Band of Brothers: E Company, 506th Regiment, 101st Airborne from Normandy to Hitler’s Eagle’s Nest by Stephen Ambrose

940.5421 AMB

The story of Easy Company, one airborne component of the famous American 101st Airborne, follows this bonded group of men from their rigorous training in the backwoods of 1942 Georgia through their intrepid drop into France in the early morning hours of the D-Day invasion and the ensuing battle on Utah Beach.  Their job not yet finished, E-Company was parachuted into Holland during the Arnhem campaign and then brought in to Bastogne to fight in the Battle of the Bulge, finally culminating with their capture of the Eagle’s Nest, Hitler’s famed Bavarian outpost.  These men in this remarkable brotherhood are individually depicted and Ambrose’s detailed telling clearly shows how they became a band of brothers.   Made into a noteworthy multi-part series for television by Steven Spielberg and Tom Hanks.

Also available as an ebook in Libby & an audiobook in Hoopla.

America 1941: A Nation at the Crossroads by Ross Gregory

973.917 GRE

A thoughtful study of what America looked like in the year leading up to our entrance into World War II.  Impeccably researched and eminently readable this is a true piece of Americana.  This is not only the story of a year it is one of an era – the time between the Great Depression and the war.  For Americans the depression was not completely behind us and although we were still in peacetime, war raged around us.  This book is a historical breath of fresh air that is both exhilarating and elucidating of that time.
------
◆ AIM OF THE EXERCISE
For each statement, say whether it agrees with the book list: 1. Easy Company trained in Georgia in 1942. 2. The Band of Brothers book is available as an audiobook in Libby. 3. The book America 1941 deals with the time between the Great Depression and the war. Answer yes or no and quote the deciding words of the book list. Use only the book list above to complete the work.
------
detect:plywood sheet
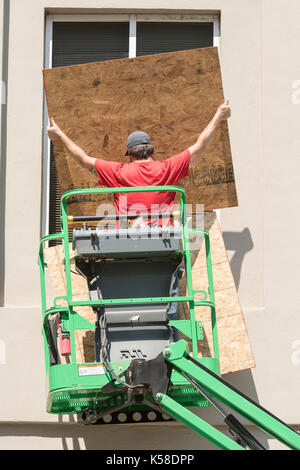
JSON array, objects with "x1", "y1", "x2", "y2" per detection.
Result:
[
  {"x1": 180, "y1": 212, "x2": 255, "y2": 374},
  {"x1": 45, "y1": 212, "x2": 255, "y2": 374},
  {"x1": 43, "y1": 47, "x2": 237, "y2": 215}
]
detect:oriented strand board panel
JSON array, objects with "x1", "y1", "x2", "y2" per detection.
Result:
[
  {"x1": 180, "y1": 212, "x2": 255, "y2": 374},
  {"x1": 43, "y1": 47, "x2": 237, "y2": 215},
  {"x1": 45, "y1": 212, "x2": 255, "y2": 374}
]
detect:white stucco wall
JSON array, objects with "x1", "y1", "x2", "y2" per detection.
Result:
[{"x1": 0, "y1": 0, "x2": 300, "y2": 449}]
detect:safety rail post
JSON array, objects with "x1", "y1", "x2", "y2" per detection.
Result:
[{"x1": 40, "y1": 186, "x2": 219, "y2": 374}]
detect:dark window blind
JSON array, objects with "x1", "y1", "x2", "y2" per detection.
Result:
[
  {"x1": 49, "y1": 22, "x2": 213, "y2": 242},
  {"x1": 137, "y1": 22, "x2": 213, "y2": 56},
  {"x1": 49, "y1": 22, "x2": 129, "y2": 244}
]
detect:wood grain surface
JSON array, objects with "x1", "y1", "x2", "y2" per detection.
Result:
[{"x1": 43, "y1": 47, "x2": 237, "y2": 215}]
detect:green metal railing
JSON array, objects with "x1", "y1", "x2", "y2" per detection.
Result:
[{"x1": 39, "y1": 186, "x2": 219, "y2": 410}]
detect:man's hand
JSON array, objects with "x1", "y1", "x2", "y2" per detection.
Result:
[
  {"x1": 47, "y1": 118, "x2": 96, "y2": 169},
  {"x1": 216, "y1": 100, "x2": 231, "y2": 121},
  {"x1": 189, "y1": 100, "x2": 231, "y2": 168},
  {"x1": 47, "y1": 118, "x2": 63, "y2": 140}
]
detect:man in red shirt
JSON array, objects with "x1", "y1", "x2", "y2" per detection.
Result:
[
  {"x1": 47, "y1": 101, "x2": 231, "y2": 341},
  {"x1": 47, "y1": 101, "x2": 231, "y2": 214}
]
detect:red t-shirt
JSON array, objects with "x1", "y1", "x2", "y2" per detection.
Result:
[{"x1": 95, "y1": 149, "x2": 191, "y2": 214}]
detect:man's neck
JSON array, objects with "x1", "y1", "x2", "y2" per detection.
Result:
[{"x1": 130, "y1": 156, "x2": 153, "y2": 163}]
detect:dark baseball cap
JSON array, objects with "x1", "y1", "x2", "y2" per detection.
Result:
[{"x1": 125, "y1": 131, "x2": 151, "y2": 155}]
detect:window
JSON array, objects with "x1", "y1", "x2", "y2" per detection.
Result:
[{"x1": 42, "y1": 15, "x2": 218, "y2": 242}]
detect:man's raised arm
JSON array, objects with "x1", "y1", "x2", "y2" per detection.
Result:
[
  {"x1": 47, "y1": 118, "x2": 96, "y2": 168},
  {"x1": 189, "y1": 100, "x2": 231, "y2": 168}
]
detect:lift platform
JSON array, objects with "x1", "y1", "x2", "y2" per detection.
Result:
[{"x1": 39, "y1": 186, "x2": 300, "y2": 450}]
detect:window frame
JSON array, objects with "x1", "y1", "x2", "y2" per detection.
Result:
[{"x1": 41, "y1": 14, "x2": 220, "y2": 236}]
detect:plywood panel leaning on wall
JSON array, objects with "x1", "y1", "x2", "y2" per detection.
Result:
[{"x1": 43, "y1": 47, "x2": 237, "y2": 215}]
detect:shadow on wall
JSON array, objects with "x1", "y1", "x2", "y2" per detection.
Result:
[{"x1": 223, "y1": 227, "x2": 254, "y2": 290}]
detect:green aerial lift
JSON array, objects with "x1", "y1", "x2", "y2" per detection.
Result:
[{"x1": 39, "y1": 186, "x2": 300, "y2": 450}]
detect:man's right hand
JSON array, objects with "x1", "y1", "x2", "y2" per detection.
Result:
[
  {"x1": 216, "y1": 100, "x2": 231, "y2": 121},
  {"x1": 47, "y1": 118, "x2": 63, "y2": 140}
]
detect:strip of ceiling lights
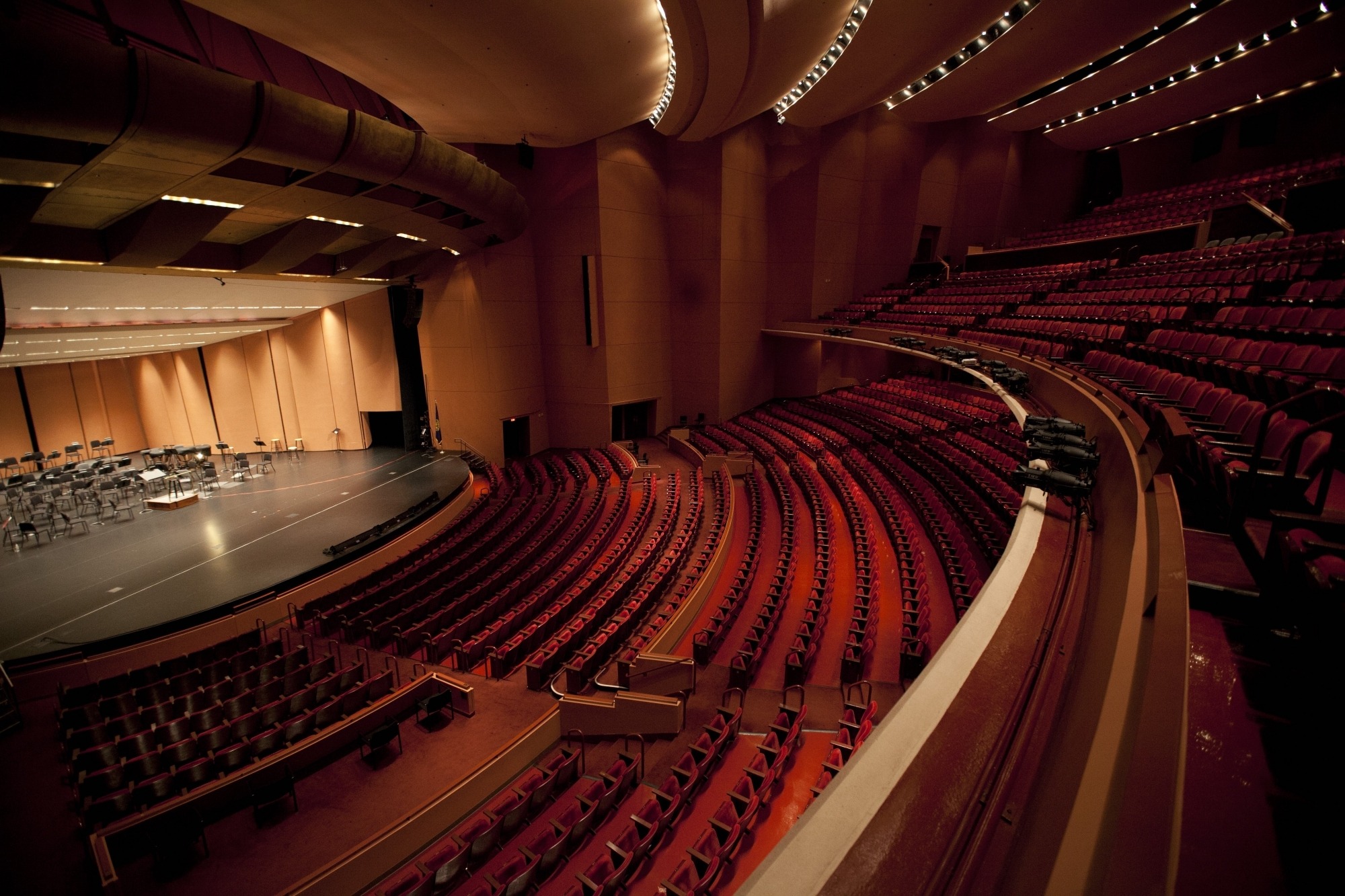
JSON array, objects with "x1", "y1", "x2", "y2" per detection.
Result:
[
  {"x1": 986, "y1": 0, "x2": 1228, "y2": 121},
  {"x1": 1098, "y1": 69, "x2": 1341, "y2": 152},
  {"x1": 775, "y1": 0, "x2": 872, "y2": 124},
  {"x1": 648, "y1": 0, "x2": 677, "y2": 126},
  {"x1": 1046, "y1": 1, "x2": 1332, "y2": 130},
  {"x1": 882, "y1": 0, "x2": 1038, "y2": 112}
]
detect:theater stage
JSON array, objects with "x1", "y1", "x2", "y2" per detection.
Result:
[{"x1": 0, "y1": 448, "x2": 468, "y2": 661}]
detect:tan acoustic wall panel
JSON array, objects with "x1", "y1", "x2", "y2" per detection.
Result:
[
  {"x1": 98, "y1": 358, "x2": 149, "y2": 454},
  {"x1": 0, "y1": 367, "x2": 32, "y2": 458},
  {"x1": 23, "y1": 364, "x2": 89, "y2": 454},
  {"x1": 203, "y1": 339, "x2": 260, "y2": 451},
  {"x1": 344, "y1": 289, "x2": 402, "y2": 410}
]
------
◆ SOLUTION TO THIS EXERCISE
1. Yes: "their rigorous training in the backwoods of 1942 Georgia"
2. No: "Also available as an ebook in Libby & an audiobook in Hoopla."
3. Yes: "it is one of an era – the time between the Great Depression and the war"